*** PASSAGE TO READ

Michael Tilson Thomas and the San Francisco symphony 
          are exploring some of the byways of Prokofiev's music this week, and 
          as often happens in real life the byways are more exciting than the 
          highways. An all-Prokofiev program, heard in its third subscription 
          concert, included the glittery, jittery and popular piano concerto No. 
          3 in C major, played with Gallic panache, and not much else, by François-Frédéric 
          Guy, and an eight-minute curio for 17 musicians, the American Overture 
          (Op. 42), to open the proceedings.
        
        But it's clear that Thomas and the orchestra put the 
          greatest measure of their rehearsal time and energies into the thorny 
          Symphony No. 3 in C minor, which occupied the second half of the program. 
          It was only the second time the Symphony had scheduled the work -- the 
          first was in 1961 under Enrique Jordá -- but, given the incendiary 
          performance this time around, it won't be the last.

******

INSTRUCTION 1:
Repeat the Prokofiev concert review word for word, starting at "Michael Tilson Thomas" and ending at "open the proceedings.".
INSTRUCTION 2:
Carry on writing the Prokofiev concert review, picking up right after its final sentence.

*** MATERIAL PROVIDED

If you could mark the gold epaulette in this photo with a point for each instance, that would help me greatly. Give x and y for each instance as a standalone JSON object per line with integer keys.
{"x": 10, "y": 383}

******

EXERCISE OUTPUT 1:
Michael Tilson Thomas and the San Francisco symphony 
          are exploring some of the byways of Prokofiev's music this week, and 
          as often happens in real life the byways are more exciting than the 
          highways. An all-Prokofiev program, heard in its third subscription 
          concert, included the glittery, jittery and popular piano concerto No. 
          3 in C major, played with Gallic panache, and not much else, by François-Frédéric 
          Guy, and an eight-minute curio for 17 musicians, the American Overture 
          (Op. 42), to open the proceedings.

EXERCISE OUTPUT 2:
        
        Prokofiev built the symphony recycled from his opera 
          The Fiery Angel, which he felt free to do as it was never performed 
          in his lifetime. There have been several stagings of the opera, including 
          one by San Francisco Opera in 1994, and those who heard it then know 
          how seamlessly the music makes the transition from the stage to the 
          symphony hall.
        
        Given Thomas' theatrical flair, it's not surprising 
          how effectively he marshaled the huge orchestra, of Wagnerian dimensions, 
          into a crisp and remarkably cogent whole. He drew colorful sonorities 
          from all sections of the orchestra, alternately assaulting the ear with 
          some of the composer's most raging dissonances and beguiling it with 
          shimmering sounds that juxtapose unlikely combinations of instruments 
          in the more lyrical sections. Throughout, he managed to capture the 
          rhythmic vitality so critical to Prokofiev's music, right up to the 
          thrilling crescendo and accelerando on the final pages.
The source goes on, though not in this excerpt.